-------- Material to process
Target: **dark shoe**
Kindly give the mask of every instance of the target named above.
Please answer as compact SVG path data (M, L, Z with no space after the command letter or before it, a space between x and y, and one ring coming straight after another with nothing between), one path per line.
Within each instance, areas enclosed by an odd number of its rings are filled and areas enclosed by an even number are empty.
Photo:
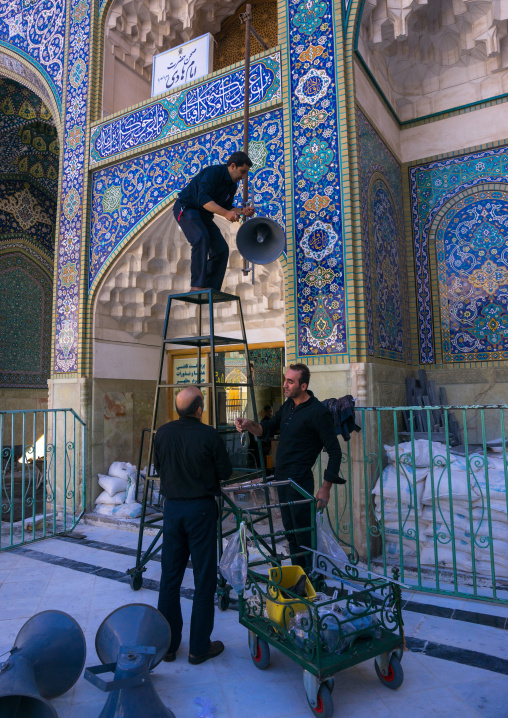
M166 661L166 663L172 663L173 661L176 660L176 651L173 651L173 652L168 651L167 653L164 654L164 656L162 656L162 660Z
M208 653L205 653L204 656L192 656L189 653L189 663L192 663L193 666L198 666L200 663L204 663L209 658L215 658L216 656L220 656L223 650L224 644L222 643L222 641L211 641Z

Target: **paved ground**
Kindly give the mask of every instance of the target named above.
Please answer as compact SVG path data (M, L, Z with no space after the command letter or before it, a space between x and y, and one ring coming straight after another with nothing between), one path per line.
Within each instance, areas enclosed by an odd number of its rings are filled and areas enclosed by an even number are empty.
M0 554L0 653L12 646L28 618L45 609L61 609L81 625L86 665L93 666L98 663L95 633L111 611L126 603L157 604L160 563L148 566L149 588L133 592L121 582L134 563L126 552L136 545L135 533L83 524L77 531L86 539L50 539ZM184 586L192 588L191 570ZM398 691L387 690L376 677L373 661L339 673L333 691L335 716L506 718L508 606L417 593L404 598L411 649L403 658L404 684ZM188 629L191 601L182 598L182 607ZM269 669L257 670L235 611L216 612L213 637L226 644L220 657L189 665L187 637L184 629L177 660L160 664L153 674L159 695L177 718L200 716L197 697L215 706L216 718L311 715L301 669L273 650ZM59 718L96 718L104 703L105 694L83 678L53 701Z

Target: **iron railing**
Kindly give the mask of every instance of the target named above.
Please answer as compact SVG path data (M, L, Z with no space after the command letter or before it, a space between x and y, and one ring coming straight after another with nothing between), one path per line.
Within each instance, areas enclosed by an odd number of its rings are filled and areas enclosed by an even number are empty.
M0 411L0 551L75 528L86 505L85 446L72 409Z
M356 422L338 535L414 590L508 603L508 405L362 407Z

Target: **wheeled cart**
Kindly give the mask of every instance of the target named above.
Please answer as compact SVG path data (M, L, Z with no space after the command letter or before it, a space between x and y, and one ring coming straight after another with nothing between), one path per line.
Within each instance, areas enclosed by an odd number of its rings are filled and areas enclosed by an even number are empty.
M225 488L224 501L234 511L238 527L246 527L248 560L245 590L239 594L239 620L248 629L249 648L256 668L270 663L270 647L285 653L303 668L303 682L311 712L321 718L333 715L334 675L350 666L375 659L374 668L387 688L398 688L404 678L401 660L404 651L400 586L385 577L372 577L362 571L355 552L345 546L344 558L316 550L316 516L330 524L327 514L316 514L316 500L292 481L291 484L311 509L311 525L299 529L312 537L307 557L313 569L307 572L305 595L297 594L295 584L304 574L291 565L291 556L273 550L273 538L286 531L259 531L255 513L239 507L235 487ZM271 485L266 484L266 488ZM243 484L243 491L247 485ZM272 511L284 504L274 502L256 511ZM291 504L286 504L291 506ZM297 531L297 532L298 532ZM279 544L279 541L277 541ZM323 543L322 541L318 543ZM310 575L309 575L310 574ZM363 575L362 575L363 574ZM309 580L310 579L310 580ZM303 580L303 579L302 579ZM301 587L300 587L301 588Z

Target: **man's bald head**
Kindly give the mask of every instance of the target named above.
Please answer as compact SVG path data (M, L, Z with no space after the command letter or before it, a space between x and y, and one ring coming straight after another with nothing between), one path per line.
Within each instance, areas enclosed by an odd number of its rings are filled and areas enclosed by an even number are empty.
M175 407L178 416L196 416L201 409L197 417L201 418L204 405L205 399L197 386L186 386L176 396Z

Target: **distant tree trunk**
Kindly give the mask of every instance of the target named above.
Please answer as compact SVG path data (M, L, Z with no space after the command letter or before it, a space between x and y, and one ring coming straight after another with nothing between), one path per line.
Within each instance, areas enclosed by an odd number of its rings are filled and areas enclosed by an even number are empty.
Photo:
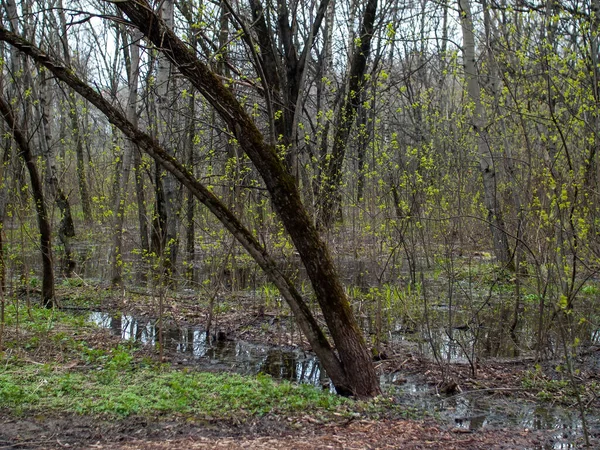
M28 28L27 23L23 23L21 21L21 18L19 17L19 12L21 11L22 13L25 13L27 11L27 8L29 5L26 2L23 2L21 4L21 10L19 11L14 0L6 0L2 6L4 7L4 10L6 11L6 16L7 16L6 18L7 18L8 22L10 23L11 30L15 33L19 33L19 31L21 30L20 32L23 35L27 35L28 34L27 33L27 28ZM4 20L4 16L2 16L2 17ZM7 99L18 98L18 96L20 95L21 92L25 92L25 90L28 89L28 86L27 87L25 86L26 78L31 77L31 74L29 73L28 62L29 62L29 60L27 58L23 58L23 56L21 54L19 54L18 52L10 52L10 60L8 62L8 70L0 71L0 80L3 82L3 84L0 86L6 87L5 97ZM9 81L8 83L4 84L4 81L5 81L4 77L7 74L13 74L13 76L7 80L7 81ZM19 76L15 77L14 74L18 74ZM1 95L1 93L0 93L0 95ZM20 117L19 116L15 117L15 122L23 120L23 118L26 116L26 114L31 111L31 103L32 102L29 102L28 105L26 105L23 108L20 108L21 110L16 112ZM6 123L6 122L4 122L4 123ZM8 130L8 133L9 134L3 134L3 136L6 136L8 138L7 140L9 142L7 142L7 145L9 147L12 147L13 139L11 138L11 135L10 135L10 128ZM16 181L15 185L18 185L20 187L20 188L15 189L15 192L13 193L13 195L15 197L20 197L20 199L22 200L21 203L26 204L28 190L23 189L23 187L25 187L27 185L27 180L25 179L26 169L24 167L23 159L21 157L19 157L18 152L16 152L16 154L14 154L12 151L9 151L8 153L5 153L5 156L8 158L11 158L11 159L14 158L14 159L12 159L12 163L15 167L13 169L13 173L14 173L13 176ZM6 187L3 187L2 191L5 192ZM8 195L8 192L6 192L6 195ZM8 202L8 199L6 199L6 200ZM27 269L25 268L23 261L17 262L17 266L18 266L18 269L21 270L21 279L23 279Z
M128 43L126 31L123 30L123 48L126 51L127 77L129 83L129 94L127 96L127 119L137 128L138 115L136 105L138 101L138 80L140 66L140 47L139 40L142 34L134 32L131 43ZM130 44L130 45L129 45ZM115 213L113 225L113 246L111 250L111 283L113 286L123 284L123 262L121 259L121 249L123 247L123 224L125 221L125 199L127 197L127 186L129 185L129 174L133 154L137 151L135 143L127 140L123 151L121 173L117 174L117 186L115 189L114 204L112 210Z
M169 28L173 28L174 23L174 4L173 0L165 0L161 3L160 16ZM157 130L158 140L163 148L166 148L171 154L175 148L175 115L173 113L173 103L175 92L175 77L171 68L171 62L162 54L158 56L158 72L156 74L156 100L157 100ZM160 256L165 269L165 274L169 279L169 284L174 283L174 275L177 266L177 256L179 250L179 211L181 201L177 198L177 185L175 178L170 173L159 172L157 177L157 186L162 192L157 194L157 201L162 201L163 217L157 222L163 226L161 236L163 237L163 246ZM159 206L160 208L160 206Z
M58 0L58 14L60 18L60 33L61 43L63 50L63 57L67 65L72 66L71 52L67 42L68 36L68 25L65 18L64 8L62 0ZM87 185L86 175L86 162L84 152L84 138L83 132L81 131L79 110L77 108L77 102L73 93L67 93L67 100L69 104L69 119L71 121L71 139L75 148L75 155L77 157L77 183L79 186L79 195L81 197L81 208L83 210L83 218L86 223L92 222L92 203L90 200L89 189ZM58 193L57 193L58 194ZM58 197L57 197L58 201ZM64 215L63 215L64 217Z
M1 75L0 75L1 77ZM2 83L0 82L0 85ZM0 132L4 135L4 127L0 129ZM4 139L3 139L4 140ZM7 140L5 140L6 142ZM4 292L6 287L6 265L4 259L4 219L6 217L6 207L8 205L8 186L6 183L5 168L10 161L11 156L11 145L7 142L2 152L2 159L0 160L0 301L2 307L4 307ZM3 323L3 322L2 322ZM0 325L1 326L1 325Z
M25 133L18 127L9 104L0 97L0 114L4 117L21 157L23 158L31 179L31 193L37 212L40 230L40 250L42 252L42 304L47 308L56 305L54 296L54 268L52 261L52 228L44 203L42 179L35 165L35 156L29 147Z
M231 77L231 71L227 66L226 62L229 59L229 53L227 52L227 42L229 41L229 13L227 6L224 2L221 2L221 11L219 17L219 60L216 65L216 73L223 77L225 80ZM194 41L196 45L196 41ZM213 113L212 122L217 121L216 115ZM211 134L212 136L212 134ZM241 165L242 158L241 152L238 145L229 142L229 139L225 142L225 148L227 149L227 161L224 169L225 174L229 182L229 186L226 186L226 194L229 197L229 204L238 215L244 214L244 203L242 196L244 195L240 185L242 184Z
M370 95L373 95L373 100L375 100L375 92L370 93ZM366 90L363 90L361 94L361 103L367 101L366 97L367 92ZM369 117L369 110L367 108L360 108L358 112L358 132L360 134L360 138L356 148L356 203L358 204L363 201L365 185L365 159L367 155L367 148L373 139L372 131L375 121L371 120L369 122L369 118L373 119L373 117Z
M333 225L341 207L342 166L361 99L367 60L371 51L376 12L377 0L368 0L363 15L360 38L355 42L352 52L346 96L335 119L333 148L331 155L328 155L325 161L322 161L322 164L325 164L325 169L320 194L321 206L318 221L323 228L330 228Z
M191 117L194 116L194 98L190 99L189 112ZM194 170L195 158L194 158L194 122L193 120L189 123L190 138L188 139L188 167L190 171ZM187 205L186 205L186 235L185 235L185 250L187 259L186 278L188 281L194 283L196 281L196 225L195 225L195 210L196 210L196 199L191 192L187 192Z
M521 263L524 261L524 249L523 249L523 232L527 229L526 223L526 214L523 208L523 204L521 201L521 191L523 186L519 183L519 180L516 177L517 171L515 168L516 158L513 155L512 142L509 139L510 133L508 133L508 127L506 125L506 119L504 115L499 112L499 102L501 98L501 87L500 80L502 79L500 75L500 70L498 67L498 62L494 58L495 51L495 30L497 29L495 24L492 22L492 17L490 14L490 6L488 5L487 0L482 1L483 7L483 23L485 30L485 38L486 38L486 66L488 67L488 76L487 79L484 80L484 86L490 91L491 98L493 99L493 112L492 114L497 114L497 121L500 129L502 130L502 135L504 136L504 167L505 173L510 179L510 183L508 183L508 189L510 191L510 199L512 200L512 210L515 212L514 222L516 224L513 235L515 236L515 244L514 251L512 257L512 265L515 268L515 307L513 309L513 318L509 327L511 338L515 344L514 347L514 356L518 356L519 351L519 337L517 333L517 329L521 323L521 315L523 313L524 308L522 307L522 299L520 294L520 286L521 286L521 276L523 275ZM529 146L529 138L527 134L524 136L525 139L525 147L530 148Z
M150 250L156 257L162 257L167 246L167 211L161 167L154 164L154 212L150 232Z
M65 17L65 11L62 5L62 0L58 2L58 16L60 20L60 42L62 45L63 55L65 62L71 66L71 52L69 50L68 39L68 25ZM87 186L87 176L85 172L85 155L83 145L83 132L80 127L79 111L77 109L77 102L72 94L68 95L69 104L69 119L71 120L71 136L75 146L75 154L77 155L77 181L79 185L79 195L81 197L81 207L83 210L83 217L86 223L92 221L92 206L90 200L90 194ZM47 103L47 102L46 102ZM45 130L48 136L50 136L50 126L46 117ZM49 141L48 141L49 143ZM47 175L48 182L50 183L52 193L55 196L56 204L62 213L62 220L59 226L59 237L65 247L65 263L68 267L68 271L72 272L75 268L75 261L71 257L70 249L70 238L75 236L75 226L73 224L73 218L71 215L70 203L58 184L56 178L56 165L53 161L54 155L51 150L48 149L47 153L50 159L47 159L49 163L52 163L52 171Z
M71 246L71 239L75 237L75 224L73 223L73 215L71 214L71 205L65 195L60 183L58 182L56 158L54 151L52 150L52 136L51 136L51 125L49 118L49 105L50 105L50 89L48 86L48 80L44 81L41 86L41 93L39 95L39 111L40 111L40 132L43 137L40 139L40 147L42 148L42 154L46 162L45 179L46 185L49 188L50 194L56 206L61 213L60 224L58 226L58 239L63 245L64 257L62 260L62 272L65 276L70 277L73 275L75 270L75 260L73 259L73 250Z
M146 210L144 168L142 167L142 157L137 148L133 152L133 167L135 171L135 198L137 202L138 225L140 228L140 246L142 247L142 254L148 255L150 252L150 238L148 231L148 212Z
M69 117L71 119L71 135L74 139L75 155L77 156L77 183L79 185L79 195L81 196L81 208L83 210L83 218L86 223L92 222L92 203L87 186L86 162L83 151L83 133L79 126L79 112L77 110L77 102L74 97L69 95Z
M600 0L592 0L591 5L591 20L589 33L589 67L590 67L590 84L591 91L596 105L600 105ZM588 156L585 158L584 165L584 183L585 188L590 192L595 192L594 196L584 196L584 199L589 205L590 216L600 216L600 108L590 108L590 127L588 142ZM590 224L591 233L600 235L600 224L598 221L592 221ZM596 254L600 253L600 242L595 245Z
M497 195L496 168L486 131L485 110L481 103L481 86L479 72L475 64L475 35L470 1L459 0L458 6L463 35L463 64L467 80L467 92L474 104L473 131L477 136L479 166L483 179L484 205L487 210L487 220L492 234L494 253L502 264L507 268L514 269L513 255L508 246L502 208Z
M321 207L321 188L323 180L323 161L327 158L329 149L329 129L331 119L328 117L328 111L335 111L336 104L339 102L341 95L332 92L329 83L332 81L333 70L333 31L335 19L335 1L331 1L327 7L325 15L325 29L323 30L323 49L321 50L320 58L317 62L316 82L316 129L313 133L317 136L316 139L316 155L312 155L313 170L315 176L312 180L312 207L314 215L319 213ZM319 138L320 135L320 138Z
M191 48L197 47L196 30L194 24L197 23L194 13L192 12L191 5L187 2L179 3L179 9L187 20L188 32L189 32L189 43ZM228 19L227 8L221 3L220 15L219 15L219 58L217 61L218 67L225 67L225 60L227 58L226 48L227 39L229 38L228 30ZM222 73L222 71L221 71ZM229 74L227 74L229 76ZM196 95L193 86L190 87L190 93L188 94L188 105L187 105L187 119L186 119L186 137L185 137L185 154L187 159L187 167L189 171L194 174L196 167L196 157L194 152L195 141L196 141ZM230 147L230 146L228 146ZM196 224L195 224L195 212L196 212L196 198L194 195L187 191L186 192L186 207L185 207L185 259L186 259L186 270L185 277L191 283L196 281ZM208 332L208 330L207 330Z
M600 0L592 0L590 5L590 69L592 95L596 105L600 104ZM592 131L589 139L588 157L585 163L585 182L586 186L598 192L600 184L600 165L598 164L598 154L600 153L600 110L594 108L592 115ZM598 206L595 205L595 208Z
----------------
-------- Material to process
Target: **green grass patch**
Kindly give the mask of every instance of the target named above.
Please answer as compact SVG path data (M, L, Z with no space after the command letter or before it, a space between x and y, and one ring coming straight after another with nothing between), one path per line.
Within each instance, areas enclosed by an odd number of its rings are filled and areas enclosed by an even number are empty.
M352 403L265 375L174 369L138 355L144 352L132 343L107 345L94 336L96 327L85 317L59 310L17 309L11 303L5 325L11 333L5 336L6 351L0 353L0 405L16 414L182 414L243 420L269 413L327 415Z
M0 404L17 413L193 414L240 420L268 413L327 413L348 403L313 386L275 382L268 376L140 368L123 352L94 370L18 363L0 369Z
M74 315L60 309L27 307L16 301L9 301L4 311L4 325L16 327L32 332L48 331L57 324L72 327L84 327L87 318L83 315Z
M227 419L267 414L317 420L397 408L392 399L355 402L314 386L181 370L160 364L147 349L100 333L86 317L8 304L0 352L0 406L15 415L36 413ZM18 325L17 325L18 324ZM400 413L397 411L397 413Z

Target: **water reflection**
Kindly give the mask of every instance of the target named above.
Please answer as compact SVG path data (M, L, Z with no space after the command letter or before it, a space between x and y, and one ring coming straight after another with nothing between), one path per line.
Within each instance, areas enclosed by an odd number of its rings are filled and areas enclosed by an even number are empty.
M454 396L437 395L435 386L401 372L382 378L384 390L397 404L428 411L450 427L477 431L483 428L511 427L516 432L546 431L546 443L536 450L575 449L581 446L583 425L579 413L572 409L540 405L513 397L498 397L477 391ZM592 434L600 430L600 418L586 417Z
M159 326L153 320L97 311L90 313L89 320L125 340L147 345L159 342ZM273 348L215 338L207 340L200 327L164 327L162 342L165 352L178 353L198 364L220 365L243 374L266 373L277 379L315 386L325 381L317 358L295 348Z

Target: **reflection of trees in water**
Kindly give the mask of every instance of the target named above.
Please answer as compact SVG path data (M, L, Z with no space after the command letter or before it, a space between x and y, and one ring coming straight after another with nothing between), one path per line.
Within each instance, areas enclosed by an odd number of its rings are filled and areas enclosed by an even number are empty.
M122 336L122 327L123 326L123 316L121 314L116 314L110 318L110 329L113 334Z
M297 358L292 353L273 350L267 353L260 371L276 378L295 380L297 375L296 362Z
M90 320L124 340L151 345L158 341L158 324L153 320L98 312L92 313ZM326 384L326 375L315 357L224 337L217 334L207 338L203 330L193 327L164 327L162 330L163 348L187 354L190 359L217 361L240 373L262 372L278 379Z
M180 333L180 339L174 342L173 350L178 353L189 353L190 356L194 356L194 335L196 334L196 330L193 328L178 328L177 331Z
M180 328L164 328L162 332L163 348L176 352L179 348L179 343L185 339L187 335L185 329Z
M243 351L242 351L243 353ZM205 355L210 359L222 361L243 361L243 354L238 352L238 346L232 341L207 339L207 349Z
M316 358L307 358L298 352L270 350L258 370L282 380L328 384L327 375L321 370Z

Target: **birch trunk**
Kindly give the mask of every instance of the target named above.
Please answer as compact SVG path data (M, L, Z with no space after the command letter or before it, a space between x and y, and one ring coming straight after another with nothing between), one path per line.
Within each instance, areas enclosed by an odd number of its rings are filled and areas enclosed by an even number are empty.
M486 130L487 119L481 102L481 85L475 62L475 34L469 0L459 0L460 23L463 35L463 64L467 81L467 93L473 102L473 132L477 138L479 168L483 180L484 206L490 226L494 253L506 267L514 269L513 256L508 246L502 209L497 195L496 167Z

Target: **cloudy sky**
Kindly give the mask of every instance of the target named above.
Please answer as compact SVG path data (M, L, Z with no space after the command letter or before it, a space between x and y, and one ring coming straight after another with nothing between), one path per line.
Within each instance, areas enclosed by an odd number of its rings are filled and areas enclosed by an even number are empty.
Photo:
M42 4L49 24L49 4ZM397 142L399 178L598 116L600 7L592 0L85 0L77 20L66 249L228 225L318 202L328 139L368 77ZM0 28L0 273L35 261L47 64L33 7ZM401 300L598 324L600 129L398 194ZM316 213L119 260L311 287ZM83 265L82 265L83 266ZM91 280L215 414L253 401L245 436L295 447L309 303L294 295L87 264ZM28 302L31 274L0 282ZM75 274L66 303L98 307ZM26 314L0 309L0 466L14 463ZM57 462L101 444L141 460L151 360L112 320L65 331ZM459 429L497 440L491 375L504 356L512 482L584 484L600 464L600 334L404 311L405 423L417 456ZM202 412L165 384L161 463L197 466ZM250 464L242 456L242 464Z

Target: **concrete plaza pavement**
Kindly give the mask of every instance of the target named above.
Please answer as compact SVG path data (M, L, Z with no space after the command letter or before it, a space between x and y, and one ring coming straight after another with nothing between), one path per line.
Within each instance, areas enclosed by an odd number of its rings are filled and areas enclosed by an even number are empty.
----------------
-------- Material to process
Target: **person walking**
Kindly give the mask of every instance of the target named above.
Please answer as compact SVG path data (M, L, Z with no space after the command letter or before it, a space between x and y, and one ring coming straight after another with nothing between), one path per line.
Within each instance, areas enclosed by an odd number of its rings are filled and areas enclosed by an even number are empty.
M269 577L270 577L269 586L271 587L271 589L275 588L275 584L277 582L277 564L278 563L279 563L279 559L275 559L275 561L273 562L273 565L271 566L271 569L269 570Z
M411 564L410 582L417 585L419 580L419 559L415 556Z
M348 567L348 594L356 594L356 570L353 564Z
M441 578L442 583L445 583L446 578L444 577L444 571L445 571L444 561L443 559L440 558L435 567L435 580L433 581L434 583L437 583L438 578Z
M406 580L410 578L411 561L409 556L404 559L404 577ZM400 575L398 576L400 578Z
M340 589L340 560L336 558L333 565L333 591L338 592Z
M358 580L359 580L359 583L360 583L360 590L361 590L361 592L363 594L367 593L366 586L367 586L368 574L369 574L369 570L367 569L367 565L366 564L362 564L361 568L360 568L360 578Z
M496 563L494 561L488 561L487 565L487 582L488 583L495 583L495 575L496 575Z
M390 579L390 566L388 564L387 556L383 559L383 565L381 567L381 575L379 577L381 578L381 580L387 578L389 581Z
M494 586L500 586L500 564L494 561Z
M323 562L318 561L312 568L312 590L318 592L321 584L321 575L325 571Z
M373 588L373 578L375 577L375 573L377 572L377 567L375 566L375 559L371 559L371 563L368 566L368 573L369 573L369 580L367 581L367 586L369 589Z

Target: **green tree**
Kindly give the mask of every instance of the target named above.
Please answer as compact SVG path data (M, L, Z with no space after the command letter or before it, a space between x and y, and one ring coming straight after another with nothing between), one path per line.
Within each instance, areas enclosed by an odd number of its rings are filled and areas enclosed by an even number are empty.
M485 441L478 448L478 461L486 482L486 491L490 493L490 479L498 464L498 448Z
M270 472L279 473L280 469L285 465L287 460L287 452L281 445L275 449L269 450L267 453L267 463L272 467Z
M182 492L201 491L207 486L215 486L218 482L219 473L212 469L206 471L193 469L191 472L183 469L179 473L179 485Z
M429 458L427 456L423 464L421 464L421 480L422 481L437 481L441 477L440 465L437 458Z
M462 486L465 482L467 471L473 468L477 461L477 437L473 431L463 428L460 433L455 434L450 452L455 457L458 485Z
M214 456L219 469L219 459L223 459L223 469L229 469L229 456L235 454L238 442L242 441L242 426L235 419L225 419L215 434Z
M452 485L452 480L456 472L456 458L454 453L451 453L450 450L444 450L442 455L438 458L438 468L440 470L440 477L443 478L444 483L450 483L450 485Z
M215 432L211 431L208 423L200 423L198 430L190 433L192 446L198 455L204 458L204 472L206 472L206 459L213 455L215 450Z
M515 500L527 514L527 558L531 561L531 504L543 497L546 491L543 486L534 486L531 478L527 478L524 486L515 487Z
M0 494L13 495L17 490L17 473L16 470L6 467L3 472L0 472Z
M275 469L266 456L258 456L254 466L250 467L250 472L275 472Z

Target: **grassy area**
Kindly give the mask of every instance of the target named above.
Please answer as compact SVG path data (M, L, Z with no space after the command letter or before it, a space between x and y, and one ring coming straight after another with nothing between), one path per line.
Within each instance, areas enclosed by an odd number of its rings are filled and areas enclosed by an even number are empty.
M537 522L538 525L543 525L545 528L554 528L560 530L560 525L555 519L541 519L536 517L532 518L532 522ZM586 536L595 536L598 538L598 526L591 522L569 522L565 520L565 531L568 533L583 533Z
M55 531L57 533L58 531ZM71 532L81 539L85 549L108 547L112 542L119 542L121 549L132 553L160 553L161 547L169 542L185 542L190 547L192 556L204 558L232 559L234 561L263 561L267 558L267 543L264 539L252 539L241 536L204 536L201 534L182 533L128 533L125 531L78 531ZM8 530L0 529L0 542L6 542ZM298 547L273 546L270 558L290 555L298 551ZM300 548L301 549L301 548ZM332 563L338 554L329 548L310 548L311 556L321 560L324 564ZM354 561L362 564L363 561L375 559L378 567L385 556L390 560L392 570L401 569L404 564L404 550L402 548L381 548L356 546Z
----------------
* [About this exercise]
Using the entries above, transcribe exactly from the line that has "Target: **dark shoe**" through the line that has "Target: **paved ground**". Pictures are dropped.

* [Reply]
Target: **dark shoe**
Kindly give the mask of every instance of the target named above.
Please answer as compact SVG path data (M, L, Z with no space after the command letter or before it, a space between x and y, and one ring coming straight after another with nothing between), one path per line.
Within each instance, areas enclosed by an odd number of its rings are filled and areas enclosed by an even number are empty.
Photo:
M166 661L166 663L172 663L173 661L176 660L176 651L173 651L173 652L168 651L167 653L164 654L164 656L162 656L162 660Z
M208 653L205 653L204 656L192 656L189 653L189 663L192 663L193 666L198 666L200 663L204 663L209 658L215 658L216 656L220 656L223 650L224 644L222 643L222 641L211 641Z

Target: **paved ground**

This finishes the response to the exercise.